Shape boundary entries:
================================

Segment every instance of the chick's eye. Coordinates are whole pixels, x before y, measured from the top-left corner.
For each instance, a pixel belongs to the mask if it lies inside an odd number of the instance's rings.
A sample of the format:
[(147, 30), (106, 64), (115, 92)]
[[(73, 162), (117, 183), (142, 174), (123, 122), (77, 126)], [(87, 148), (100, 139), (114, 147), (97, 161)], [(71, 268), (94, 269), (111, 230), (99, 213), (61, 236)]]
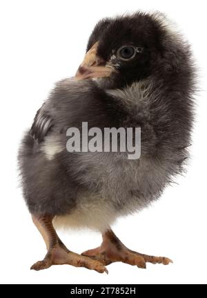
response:
[(120, 48), (118, 50), (118, 56), (124, 60), (128, 60), (134, 58), (135, 54), (135, 49), (132, 46), (124, 46)]

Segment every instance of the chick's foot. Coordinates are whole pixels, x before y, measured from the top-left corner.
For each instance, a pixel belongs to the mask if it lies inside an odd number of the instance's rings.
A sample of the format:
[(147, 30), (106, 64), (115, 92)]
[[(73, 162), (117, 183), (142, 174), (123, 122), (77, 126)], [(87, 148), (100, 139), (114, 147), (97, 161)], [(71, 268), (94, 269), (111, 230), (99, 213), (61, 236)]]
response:
[(163, 264), (168, 265), (172, 261), (166, 257), (154, 257), (143, 255), (127, 248), (110, 230), (103, 235), (103, 242), (101, 246), (87, 250), (82, 255), (109, 265), (115, 261), (121, 261), (130, 265), (146, 268), (146, 263)]
[(48, 252), (45, 258), (32, 265), (31, 269), (40, 270), (52, 265), (67, 264), (108, 273), (106, 268), (100, 261), (73, 252), (65, 246), (53, 228), (52, 217), (32, 216), (32, 219), (46, 242)]

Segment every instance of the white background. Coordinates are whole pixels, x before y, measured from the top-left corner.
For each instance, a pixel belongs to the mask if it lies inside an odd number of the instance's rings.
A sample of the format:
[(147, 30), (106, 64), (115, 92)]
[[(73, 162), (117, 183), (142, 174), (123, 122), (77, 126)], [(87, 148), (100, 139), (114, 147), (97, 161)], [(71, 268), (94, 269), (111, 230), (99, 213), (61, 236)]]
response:
[[(1, 0), (1, 283), (206, 284), (205, 2)], [(117, 263), (108, 266), (108, 275), (67, 265), (30, 270), (43, 257), (46, 248), (18, 188), (17, 152), (23, 132), (55, 82), (74, 75), (96, 22), (103, 17), (138, 10), (159, 10), (179, 24), (193, 45), (200, 91), (187, 175), (179, 177), (179, 185), (167, 188), (151, 208), (120, 219), (114, 230), (131, 249), (169, 257), (174, 264), (148, 264), (142, 270)], [(77, 252), (101, 241), (99, 235), (88, 230), (59, 235)]]

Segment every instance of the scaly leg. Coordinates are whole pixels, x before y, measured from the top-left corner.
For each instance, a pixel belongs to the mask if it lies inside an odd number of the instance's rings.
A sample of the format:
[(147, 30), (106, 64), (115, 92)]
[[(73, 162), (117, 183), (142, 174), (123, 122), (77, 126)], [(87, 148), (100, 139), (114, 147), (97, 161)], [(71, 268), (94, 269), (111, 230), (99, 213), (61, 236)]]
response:
[(68, 250), (54, 229), (52, 217), (32, 215), (32, 220), (46, 242), (48, 252), (44, 259), (32, 265), (31, 269), (39, 270), (46, 269), (52, 265), (68, 264), (75, 267), (86, 267), (100, 273), (108, 273), (106, 267), (99, 261)]
[(102, 237), (103, 242), (101, 246), (87, 250), (83, 252), (82, 255), (99, 261), (104, 265), (121, 261), (142, 268), (146, 268), (146, 262), (164, 265), (172, 263), (166, 257), (149, 256), (129, 250), (120, 241), (112, 230), (108, 230), (102, 235)]

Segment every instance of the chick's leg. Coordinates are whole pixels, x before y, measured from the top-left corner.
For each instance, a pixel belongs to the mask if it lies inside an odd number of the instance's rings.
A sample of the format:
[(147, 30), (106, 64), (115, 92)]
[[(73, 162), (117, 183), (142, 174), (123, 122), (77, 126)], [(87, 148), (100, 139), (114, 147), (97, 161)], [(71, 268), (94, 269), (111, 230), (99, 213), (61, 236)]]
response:
[(102, 235), (103, 242), (101, 246), (87, 250), (82, 255), (99, 260), (104, 265), (112, 262), (121, 261), (130, 265), (136, 265), (139, 268), (146, 268), (146, 263), (163, 264), (168, 265), (172, 261), (166, 257), (154, 257), (143, 255), (127, 248), (117, 237), (112, 230), (108, 230)]
[(48, 252), (44, 259), (32, 265), (31, 269), (39, 270), (52, 265), (68, 264), (86, 267), (100, 273), (108, 272), (106, 267), (99, 261), (72, 252), (65, 246), (54, 229), (52, 217), (32, 216), (32, 220), (46, 242)]

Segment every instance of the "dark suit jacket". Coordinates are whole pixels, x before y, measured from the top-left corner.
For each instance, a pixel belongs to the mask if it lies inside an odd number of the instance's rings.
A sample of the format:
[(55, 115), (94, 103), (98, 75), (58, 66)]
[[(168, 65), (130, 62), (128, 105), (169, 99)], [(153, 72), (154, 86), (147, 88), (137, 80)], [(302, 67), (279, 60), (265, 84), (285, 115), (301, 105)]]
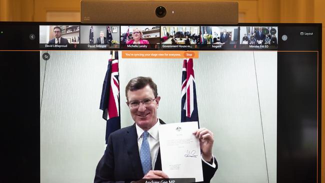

================================

Problem to solve: Rewrite the records from the first line up to and including the line containing "46), (124, 46)]". Multiply every coordinate in the answers by 1.25 and round to whole numbers, with halves rounded up, but keep the requests, including their format samples, unchanged and leave out the pictures.

In response:
Segment every instance of the chick's eye. Coordinates are whole pixels, x before y, measured from the top-left corner.
For each instance, a pixel belongs to the mask if it lies inside an odd number of the instance's rings.
A sample of the format:
[(147, 30), (106, 64), (115, 92)]
[[(73, 162), (117, 183), (142, 174), (123, 122), (77, 126)], [(87, 148), (100, 139), (114, 147), (97, 161)], [(71, 268), (94, 269), (111, 230), (99, 213), (61, 236)]]
response:
[(150, 60), (148, 63), (148, 70), (155, 75), (160, 75), (168, 73), (169, 68), (169, 61), (165, 58), (155, 58)]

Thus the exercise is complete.